» **Fragmento del documento**:
■ ■ ■
Fue una producción inicial de 700.000 dólares (en realidad costó 1.200.000), donde no se usaron barcos ni locaciones de verdad, sino embarcaciones de miniaturas, así como maquetas de Port Royal en Jamaica, y escenas sobrantes de una película de 1924, El gavilán de los mares. Los diálogos más inteligentes los puso Casey Robinson, para salvar la narrativa un tanto pedestre del autor de la novela, Rafael Sabatini. Y se convirtió en un éxito de taquilla.

Es la historia del médico Peter Blood, que atiende a un herido, conspirador contra Jacobo II de Inglaterra (1685). Los militares descubren el sitio donde reviven al rebelde e implican al médico por atentar contra su majestad. Blood es condenado a prisión y trabajos forzosos en la isla de Jamaica.

La reponían en Córdoba y yo no toleré el momento en que Peter Blood es atado a un mástil y castigado con latigazos. Esa espalda ensangrentada me pareció un horror real y comencé a llorar a gritos. Me tuvieron que sacar de la sala para que los demás espectadores pudieran ver la película.

II.
■ ■ ■
» **Contenido del conjunto**:
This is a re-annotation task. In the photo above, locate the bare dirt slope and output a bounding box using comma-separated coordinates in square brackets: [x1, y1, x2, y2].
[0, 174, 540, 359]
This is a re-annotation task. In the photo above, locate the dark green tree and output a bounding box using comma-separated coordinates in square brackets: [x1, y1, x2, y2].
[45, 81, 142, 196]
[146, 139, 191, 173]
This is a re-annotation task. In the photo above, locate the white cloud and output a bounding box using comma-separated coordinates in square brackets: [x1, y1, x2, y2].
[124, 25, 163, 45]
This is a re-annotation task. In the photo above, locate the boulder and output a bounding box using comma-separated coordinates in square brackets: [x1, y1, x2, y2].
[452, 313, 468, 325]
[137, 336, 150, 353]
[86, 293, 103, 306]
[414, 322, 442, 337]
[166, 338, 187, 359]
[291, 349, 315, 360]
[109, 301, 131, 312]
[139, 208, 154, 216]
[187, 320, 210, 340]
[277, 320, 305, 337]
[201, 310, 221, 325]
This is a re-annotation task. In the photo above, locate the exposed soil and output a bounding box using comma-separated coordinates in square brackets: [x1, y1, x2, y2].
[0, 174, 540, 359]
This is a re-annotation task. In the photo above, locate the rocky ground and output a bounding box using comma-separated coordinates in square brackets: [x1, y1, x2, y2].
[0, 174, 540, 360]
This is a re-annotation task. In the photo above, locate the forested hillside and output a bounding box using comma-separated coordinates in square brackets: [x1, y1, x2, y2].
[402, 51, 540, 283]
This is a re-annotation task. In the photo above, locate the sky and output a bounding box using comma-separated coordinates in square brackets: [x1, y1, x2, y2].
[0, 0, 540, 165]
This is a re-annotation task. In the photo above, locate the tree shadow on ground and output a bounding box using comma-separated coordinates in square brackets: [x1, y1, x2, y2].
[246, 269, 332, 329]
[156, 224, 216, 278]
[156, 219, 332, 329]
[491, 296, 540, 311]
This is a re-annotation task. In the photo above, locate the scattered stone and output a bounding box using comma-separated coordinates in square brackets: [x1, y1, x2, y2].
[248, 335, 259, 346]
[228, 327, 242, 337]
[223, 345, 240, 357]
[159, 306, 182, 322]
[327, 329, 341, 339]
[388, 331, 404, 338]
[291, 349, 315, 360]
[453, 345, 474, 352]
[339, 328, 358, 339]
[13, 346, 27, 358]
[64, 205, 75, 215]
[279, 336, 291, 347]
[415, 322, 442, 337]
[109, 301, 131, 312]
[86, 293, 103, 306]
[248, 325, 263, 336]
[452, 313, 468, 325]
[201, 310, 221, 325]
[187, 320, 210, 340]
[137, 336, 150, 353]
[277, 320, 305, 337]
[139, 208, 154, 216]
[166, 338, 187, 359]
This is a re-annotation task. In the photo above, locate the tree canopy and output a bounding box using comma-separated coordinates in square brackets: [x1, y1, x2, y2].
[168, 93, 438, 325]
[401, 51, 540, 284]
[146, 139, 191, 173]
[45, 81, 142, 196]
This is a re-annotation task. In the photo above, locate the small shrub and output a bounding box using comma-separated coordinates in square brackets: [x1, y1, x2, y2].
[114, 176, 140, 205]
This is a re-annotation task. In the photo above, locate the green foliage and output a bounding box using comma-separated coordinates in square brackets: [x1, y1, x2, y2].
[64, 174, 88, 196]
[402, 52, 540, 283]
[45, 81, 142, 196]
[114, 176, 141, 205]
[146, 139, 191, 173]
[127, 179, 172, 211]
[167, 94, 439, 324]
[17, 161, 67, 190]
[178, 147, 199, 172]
■ ■ ■
» **Acción requerida 1**: ¿Puedes transcribir del fragmento sobre la película de Peter Blood el pasaje que va desde "La reponían en" hasta "ver la película.", ambos incluidos?
» **Acción requerida 2**: ¿Podrías seguir con el fragmento sobre la película de Peter Blood a partir del punto donde termina?
Las filas provienen de otra fuente.

» **Resultado 1**:
La reponían en Córdoba y yo no toleré el momento en que Peter Blood es atado a un mástil y castigado con latigazos. Esa espalda ensangrentada me pareció un horror real y comencé a llorar a gritos. Me tuvieron que sacar de la sala para que los demás espectadores pudieran ver la película.

» **Resultado 2**:
Mi madre comenzó lentamente, a partir de los setenta años, a perder la memoria de hechos ocurridos en el pasado inmediato. Su infancia se encontraba a salvo en los pliegues de su mente, pero la cena de anoche ya se había extraviado. “No preguntes qué enfermedad tiene una persona, sino qué enfermedad tiene a una persona” (William Osler).

Mi madre olvidaba que había almorzado y exigía que la alimentaran otra vez. Hablaba sola en su cuarto. Más tarde refería la visita de un viejo familiar que tenía tiempo sin ver. Un familiar por cierto que había fallecido 20 años atrás. Cuando la visitaba con mis dos hijos, a veces me preguntaba por el tercero que no tengo. Mauricio y Nicolás casi siempre salían de la casa de su abuela con innumerables preguntas que resultaba difícil responder.

Como afirma el poeta estadounidense Thomas Lynch, los viejos siempre miran atrás con nostalgia y los jóvenes, con idéntica nostalgia, miran hacia delante. Uno recuerda lo que otro imagina.

Yo había cumplido 40 años cuando los olvidos de mi madre comenzaron a hacerse más evidentes. Dicen que a esa edad uno quiere saber con precisión la fecha de su muerte. Vaya uno a saber. Lo cierto es que los médicos recibían a mi madre con una cordialidad trasparente.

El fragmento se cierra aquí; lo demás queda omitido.